=== TASK INPUT ===
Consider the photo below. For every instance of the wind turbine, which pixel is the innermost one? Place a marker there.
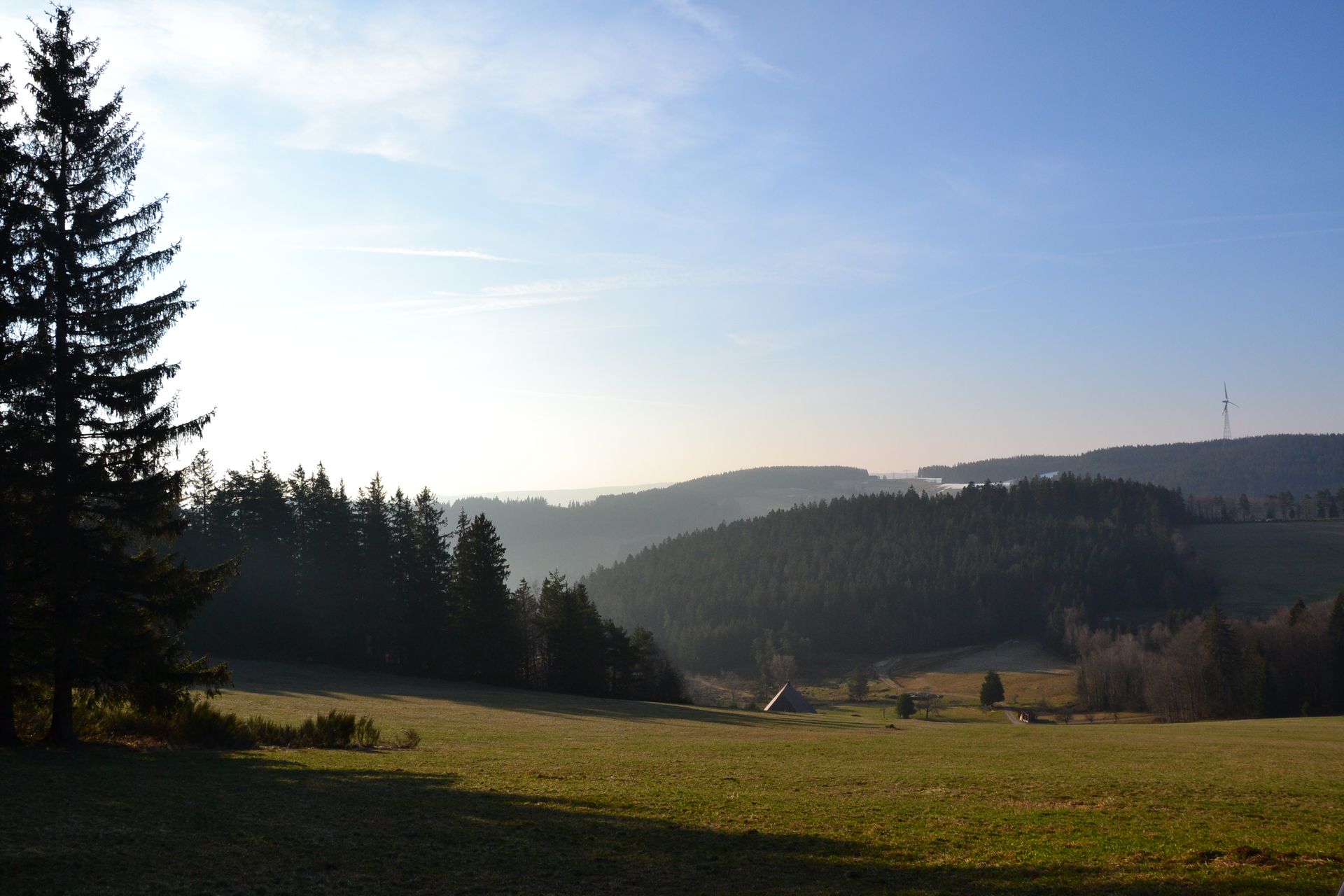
(1227, 424)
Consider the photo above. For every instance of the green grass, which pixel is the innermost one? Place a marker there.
(1266, 566)
(515, 792)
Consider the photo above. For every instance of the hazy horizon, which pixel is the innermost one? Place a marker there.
(492, 248)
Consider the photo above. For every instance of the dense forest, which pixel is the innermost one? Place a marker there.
(374, 580)
(885, 573)
(1256, 466)
(1212, 668)
(582, 535)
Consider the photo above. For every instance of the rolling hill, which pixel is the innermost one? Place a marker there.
(899, 573)
(1256, 465)
(580, 536)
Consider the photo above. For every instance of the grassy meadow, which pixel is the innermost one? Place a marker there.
(1266, 566)
(518, 792)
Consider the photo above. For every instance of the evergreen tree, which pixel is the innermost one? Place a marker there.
(104, 501)
(14, 295)
(991, 690)
(375, 568)
(1335, 649)
(571, 630)
(1222, 666)
(430, 575)
(524, 612)
(483, 622)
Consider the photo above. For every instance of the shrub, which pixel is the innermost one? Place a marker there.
(197, 723)
(332, 729)
(366, 734)
(272, 734)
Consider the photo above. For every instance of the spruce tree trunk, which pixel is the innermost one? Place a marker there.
(62, 694)
(8, 735)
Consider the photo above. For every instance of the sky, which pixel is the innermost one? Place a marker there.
(483, 246)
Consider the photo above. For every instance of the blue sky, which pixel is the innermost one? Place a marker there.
(510, 246)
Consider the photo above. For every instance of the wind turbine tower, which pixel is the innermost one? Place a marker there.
(1227, 424)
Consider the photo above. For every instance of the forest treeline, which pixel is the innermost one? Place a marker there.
(1210, 666)
(883, 573)
(374, 580)
(1257, 465)
(1322, 504)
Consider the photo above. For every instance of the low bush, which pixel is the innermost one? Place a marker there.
(197, 723)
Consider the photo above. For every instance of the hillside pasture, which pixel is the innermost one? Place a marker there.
(1266, 566)
(518, 792)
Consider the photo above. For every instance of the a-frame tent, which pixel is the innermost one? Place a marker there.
(790, 700)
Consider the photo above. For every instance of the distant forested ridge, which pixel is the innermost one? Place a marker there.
(580, 536)
(379, 582)
(888, 573)
(1256, 465)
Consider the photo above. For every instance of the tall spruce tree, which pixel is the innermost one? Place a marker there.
(13, 295)
(104, 498)
(487, 644)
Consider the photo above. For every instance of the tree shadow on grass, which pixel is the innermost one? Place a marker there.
(111, 820)
(330, 682)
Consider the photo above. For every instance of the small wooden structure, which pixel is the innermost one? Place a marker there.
(790, 700)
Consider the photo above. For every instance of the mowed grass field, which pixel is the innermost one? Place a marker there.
(517, 793)
(1266, 566)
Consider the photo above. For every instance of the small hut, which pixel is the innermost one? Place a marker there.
(790, 700)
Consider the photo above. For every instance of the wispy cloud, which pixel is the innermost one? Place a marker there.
(398, 81)
(581, 397)
(489, 305)
(713, 24)
(587, 286)
(762, 343)
(1217, 241)
(441, 308)
(424, 253)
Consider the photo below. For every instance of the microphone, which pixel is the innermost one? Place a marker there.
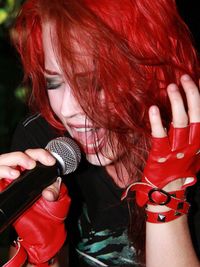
(26, 189)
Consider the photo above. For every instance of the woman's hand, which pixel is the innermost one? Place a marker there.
(27, 160)
(180, 120)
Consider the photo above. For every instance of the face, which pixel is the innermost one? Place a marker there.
(65, 106)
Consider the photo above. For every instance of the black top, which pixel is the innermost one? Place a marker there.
(98, 220)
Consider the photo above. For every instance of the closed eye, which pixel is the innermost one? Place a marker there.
(53, 83)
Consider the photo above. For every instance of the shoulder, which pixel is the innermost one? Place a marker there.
(32, 131)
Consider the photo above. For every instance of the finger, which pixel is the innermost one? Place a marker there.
(8, 172)
(156, 122)
(17, 158)
(179, 115)
(51, 193)
(193, 98)
(41, 155)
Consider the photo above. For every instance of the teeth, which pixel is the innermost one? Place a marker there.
(96, 144)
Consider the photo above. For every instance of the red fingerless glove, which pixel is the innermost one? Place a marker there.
(41, 227)
(170, 158)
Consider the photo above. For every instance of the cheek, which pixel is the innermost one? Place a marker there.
(55, 100)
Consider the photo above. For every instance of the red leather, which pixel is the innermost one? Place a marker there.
(19, 258)
(41, 228)
(171, 157)
(162, 217)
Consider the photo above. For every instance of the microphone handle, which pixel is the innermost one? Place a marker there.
(24, 191)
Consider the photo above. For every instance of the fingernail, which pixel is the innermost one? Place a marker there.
(50, 159)
(14, 173)
(172, 87)
(59, 181)
(185, 77)
(154, 110)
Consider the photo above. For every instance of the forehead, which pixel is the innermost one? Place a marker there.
(80, 55)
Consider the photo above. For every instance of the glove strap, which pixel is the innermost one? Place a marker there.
(20, 258)
(150, 195)
(162, 217)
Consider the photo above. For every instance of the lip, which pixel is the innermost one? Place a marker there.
(89, 138)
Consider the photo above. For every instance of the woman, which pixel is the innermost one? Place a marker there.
(107, 72)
===
GOAL OF THE EXERCISE
Rescale the lines from the line with "Consider the photo above. For every instance of the microphone" up to and including the last line: write each of them out again, requests included, with every coordinate in the answers multiplied by 0.4 and rounded to a whole number, halves rounding up.

SOLUTION FOR THIS TASK
Consider the photo above. For every instance of the microphone handle, which pixel is the innermost one? Place a marker there.
(10, 76)
Consider the photo above. For every instance of the fingernail, which pixel is the innermost one? Place a marker there.
(20, 64)
(6, 69)
(69, 35)
(24, 72)
(74, 31)
(62, 44)
Consider the photo above. For every instance of the forehead, which pixel is the innermost one? Place a marker there.
(32, 22)
Consider the photo above. For every instance of the glove strap, which pixel is the innermost one? Place a marker there.
(8, 103)
(60, 78)
(65, 87)
Consider the photo above. For every instance of the lip, which pixel is the innermost one? Place a marker there.
(36, 55)
Consider the photo above. For every instance of the woman, which pixel is the innermost one? Place a marker there.
(43, 29)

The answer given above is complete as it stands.